TO DO –
- 1) From the interview excerpt on data, print everything from "Does the average" down to "on the site?".
- 2) List every question posed to the interviewee in the interview excerpt on data.
- 3) According to the interview excerpt on data, what is the most important thing a person needs when dealing with data?

PASSAGE PROVIDED –
People are moving away from analysis to making sense. They want to know “what’s going on”, or use it for political reasons to make a point (i.e. salary comparisons), activism, visualizing illness, disease. They are trying to understand what it [the data source] means.
Some people use it for creative and artistic purposes. And more generally it’s being used for communication. The more people can play with data, the more they will understand and discover.
What does this say about how our culture views and approaches information?
It comes back to the availability of data basis…before the web, we had electronic databases, but you had to pay a huge amount to access them. Today, everyone has access. Newspapers, government are all making data available. Data is now part of the cultural discourse, as much as image and text.
A raw table of numbers is excellent. But if you’re looking at it for 5 hours it’s difficult. Visualization helps understand data.
Does the average person need a new set of “data” skills?
The most important thing is a good skeptical attitude: data is wrongly interpreted in two ways: 1) look at stats and believe it’s true 2) reflectively assume that because they’ve found a confound, they assume meaningless. All data sets are problematic. Even though there’s a lot of noise there are patterns that can assist in making sense.
Compare it to wikipedia. We seem to think text is to be perfect (Britannica) or poor (a simple blog post). Be skeptical and see that it is a mix. Problems arise from trusted data that is poor. Dealing with data is a very active process, not like watching TV. Visualization is inherently interactive. The viewer is part of the system.
What about future features on the site?
We have a few new features: 1) let the community organize itself into subgroups – it will let the site grow. 2) Data quality – our general approach is to let the community police itself. No point in trying to certify something as perfect or error-free. Sometimes data is systemically unreliable – i.e. political views – they distort data that serves their agenda. It’s important that people can explain what the source
What are your future goals for the site?

ENTRIES SHOWN –
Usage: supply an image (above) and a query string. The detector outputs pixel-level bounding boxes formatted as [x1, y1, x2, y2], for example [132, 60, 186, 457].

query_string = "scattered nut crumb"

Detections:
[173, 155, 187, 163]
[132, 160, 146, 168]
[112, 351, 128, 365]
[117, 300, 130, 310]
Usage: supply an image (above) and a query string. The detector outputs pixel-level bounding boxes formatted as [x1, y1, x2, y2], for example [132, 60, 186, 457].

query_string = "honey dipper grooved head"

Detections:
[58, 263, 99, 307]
--
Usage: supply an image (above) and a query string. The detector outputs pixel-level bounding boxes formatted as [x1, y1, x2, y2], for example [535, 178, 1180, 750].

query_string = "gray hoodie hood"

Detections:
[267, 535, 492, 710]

OUTPUTS IN ORDER –
- 1)
Does the average person need a new set of “data” skills?
The most important thing is a good skeptical attitude: data is wrongly interpreted in two ways: 1) look at stats and believe it’s true 2) reflectively assume that because they’ve found a confound, they assume meaningless. All data sets are problematic. Even though there’s a lot of noise there are patterns that can assist in making sense.
Compare it to wikipedia. We seem to think text is to be perfect (Britannica) or poor (a simple blog post). Be skeptical and see that it is a mix. Problems arise from trusted data that is poor. Dealing with data is a very active process, not like watching TV. Visualization is inherently interactive. The viewer is part of the system.
What about future features on the site?

- 2)
- What does this say about how our culture views and approaches information?
- Does the average person need a new set of "data" skills?
- What about future features on the site?
- What are your future goals for the site?

- 3) A good skeptical attitude.